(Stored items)
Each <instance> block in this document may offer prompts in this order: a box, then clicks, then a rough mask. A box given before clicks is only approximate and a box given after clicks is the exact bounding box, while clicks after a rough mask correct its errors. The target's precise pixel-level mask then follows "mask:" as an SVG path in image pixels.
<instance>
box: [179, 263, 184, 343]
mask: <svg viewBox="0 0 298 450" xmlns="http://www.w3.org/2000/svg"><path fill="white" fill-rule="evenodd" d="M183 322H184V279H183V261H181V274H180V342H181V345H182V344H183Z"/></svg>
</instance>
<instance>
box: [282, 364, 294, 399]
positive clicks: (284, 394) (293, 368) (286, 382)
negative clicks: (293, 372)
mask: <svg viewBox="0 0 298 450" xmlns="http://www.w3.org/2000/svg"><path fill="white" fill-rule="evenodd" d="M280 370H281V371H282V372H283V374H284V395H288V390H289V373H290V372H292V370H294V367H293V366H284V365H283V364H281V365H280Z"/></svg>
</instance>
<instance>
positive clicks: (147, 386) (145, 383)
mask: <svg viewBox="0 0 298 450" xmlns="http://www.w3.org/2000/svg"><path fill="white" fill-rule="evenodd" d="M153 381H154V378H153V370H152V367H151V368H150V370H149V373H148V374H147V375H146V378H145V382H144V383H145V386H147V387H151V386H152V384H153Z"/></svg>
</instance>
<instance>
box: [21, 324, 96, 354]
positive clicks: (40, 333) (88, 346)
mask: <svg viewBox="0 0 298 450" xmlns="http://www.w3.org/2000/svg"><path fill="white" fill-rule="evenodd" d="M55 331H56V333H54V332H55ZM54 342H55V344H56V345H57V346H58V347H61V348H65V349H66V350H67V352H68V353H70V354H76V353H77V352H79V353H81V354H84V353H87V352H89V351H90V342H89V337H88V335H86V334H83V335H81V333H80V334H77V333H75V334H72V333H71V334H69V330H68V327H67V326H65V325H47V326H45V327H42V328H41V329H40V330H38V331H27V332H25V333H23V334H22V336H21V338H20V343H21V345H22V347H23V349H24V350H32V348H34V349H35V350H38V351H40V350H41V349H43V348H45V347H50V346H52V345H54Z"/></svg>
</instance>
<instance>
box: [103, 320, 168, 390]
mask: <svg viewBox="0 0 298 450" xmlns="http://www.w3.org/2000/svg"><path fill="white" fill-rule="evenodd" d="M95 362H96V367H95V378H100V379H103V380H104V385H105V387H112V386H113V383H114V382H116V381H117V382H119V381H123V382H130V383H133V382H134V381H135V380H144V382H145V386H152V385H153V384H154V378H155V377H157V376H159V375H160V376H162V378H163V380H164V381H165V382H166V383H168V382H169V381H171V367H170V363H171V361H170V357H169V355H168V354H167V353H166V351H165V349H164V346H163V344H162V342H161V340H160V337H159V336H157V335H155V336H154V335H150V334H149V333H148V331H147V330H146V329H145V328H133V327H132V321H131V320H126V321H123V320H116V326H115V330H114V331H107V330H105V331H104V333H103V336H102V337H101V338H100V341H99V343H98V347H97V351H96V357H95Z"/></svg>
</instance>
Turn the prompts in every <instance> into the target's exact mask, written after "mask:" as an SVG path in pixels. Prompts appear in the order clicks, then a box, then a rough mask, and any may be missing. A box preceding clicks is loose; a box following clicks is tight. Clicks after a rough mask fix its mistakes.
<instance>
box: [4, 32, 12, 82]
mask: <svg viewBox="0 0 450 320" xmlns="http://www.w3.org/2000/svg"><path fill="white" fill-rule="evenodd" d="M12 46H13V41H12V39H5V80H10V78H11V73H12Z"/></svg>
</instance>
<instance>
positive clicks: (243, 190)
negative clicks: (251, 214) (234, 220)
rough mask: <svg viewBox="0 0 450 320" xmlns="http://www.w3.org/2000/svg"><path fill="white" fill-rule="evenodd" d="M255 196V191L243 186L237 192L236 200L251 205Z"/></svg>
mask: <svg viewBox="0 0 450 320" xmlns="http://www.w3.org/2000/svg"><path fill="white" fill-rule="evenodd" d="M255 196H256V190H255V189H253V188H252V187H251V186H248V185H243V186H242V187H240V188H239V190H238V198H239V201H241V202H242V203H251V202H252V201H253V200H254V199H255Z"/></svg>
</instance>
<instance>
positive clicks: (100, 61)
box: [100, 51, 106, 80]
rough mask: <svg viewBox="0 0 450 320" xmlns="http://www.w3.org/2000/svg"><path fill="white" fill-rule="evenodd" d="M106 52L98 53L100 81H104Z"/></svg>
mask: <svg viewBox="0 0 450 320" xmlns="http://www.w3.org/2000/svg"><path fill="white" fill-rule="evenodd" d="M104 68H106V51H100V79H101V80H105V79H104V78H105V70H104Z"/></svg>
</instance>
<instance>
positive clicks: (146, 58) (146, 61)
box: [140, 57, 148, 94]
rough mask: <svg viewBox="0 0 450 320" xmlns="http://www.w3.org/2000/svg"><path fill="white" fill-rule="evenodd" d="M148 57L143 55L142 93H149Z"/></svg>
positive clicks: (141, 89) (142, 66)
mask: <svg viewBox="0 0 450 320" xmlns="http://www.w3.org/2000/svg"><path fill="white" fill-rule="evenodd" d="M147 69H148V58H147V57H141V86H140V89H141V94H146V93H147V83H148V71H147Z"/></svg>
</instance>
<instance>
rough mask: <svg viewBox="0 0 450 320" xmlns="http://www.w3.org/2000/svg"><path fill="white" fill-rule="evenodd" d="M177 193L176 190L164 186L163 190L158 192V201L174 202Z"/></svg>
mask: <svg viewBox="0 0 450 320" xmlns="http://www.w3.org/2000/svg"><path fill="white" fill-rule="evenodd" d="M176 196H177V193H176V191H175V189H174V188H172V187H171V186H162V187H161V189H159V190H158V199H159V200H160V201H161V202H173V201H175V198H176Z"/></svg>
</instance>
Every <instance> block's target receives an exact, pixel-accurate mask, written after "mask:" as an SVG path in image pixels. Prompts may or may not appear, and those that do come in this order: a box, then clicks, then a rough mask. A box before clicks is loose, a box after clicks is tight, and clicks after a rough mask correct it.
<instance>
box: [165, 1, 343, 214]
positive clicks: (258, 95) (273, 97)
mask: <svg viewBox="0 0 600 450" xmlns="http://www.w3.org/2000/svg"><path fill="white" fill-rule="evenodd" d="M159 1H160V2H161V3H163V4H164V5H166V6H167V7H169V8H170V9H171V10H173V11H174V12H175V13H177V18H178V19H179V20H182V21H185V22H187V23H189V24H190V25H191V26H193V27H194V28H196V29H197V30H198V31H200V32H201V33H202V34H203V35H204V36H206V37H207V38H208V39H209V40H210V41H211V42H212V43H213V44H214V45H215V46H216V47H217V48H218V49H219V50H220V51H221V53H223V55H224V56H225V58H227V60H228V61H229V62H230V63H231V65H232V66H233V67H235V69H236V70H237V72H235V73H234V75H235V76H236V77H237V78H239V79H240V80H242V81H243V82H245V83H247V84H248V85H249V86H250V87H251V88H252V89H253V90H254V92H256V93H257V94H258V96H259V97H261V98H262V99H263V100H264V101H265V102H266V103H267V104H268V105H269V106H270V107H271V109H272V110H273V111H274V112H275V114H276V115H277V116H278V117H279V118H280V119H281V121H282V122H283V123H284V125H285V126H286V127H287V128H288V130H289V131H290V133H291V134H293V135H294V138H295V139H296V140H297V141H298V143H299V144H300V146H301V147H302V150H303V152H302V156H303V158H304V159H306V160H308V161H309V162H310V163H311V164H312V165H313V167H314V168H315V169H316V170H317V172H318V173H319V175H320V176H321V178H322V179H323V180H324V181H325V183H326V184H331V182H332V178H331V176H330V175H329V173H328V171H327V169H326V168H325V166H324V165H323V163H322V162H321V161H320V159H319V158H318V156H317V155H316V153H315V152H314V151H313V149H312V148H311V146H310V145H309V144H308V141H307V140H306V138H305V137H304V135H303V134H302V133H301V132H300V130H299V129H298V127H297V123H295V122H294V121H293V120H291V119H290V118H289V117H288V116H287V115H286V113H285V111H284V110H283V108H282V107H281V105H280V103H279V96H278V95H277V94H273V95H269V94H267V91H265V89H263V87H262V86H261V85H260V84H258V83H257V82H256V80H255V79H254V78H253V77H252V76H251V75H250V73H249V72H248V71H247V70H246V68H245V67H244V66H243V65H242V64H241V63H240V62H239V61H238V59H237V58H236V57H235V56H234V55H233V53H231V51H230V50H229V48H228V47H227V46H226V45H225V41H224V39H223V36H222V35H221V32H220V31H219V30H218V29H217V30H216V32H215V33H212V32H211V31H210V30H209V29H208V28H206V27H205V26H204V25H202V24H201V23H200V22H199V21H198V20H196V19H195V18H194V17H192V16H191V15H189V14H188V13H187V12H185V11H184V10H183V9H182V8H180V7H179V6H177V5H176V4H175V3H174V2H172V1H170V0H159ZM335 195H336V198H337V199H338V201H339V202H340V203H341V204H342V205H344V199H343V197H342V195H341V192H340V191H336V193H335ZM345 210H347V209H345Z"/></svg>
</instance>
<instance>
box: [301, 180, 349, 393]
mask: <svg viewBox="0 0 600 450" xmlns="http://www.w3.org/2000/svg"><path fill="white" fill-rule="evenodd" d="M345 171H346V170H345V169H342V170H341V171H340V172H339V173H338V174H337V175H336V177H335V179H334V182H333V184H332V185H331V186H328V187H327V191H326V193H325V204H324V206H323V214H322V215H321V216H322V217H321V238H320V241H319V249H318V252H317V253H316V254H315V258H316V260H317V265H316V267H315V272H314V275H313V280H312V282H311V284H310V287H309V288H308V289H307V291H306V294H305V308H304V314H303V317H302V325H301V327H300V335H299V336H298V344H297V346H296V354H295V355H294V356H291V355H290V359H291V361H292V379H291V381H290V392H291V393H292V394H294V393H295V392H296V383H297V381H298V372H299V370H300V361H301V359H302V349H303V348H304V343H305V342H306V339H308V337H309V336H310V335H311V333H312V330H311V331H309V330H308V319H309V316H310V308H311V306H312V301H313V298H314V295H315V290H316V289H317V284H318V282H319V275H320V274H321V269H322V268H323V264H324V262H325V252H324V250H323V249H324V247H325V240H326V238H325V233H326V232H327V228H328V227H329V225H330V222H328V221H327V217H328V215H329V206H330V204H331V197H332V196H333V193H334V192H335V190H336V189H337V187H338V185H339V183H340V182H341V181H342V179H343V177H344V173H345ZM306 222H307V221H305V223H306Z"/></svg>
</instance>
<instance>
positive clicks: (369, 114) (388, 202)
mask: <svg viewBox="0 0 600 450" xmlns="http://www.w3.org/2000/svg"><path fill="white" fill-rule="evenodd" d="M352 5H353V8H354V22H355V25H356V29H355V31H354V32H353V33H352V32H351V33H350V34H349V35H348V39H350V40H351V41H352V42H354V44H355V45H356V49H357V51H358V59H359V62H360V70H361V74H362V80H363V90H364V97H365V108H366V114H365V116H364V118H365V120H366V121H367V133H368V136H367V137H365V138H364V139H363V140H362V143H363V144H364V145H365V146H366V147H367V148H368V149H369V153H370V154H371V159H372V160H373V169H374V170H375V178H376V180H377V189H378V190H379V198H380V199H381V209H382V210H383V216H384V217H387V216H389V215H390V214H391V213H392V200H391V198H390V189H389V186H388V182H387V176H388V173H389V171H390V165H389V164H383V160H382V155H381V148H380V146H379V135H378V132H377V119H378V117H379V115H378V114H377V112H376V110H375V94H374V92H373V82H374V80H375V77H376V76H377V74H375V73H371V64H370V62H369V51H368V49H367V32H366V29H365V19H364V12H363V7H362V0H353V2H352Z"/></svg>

→ INSTRUCTIONS TO FOLLOW
Please restate, word for word, the lines of the entries that run from the first line through the one holding "box: [21, 324, 96, 354]", and add nothing.

→ TASK OUTPUT
Each <instance> block in this document may offer prompts in this order: a box, then clicks, then a rough mask. A box given before clicks is only approximate and a box given after clicks is the exact bounding box, while clicks after a rough mask correct its errors. The target's precise pixel-level mask then follows "mask:" as an SVG path in image pixels.
<instance>
box: [179, 263, 184, 343]
mask: <svg viewBox="0 0 298 450" xmlns="http://www.w3.org/2000/svg"><path fill="white" fill-rule="evenodd" d="M183 322H184V279H183V261H181V274H180V342H181V345H182V344H183Z"/></svg>
</instance>
<instance>
box: [282, 364, 294, 399]
positive clicks: (284, 394) (293, 368) (286, 382)
negative clicks: (293, 372)
mask: <svg viewBox="0 0 298 450" xmlns="http://www.w3.org/2000/svg"><path fill="white" fill-rule="evenodd" d="M280 370H281V371H282V372H283V374H284V395H288V390H289V373H290V372H292V370H294V367H293V366H284V365H283V364H281V365H280Z"/></svg>
</instance>
<instance>
positive clicks: (147, 386) (145, 383)
mask: <svg viewBox="0 0 298 450" xmlns="http://www.w3.org/2000/svg"><path fill="white" fill-rule="evenodd" d="M153 381H154V378H153V370H152V367H151V368H150V370H149V373H148V374H147V375H146V378H145V382H144V383H145V386H147V387H151V386H152V384H153Z"/></svg>
</instance>
<instance>
box: [21, 324, 96, 354]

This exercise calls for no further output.